[TEXT SHOWN]
But it has signalled before that such a reform was imminent only to decide against it. That is because the change, when it comes, will be painful. Importers with artificial profits may lay off workers en masse. If they have to pay more for their dollars, imports will become more expensive, sparking a rise in inflation. Pavel Vidal, a Cuban economist at the Pontifical Xavierian University in Cali, Colombia, expects the value of Cubans’ savings to drop by 40%. The government has said that it will raise salaries and pensions after a currency reform, but it has little cash to spare. This year’s budget deficit is expected to be close to 10% of GDP. That could rise when the government is forced to recognise costs now hidden by the twin-currency system.

The government may yet wait until it has built up bigger reserves of foreign exchange to help it cushion the shock. It may hope that Joe Biden will win the White House and reverse some of the sanctions imposed by the Trump administration. That would boost foreign earnings.

[BRIEF]
According to the text on Cuba's currency reform, by how much does Pavel Vidal expect the value of Cubans' savings to drop? The lines that come next are separate material with no connection to the text above.

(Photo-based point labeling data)
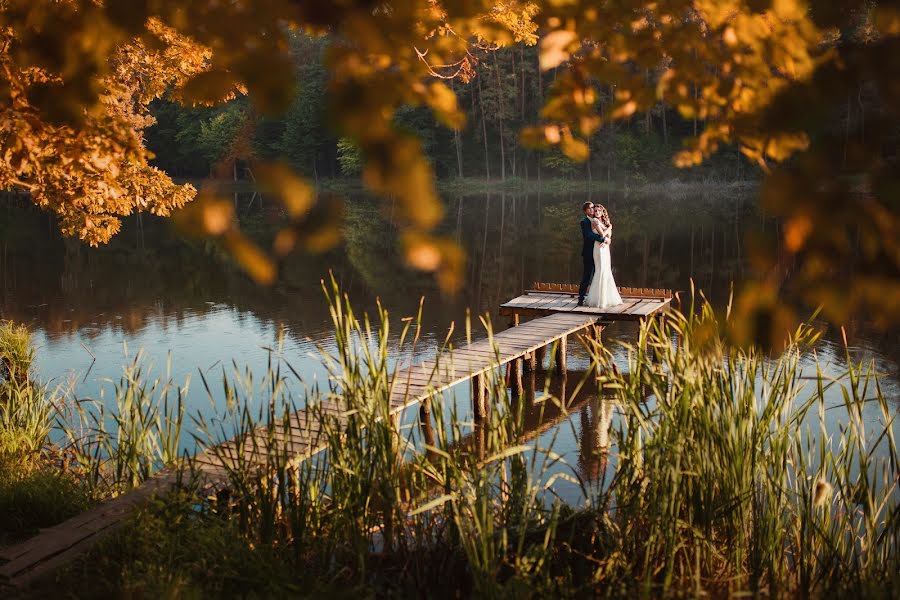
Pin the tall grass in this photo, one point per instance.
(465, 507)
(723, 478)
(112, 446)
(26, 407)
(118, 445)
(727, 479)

--

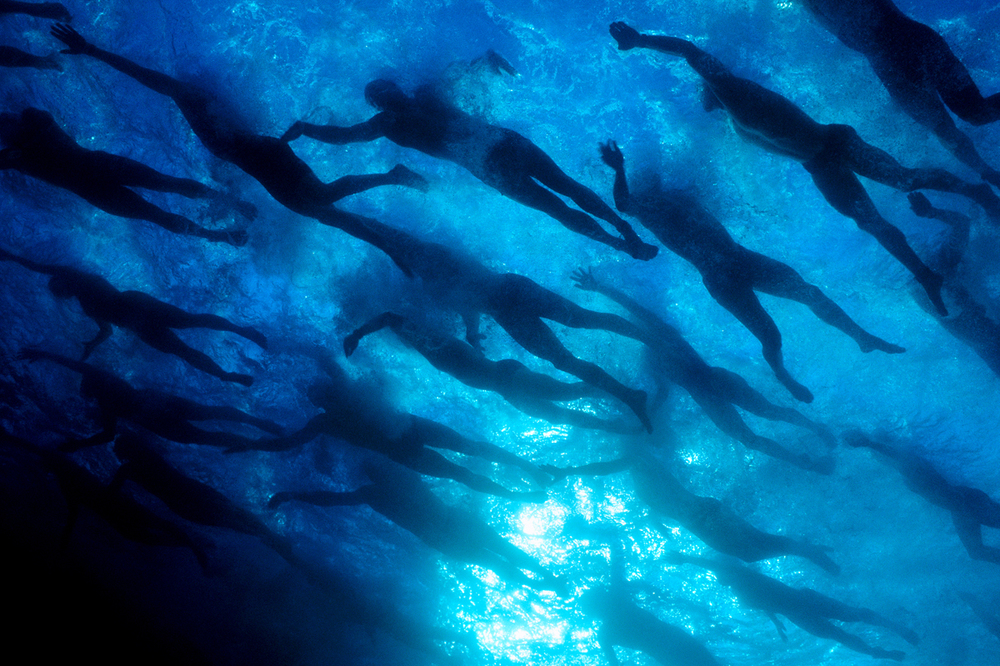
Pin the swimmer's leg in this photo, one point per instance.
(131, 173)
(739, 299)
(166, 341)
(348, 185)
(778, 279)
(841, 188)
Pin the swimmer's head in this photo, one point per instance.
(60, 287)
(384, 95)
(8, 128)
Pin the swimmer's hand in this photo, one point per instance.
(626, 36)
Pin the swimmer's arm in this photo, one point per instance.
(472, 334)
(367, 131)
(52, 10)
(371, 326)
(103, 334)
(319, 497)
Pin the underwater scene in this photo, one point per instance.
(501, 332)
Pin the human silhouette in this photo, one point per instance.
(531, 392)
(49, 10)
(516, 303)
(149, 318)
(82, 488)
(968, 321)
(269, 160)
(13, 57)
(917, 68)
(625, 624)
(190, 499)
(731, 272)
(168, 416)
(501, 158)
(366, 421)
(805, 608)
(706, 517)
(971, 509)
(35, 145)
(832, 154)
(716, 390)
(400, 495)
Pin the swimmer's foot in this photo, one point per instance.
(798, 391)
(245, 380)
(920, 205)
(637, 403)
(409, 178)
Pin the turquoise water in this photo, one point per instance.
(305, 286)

[EXPECTED OUTPUT]
By 40%.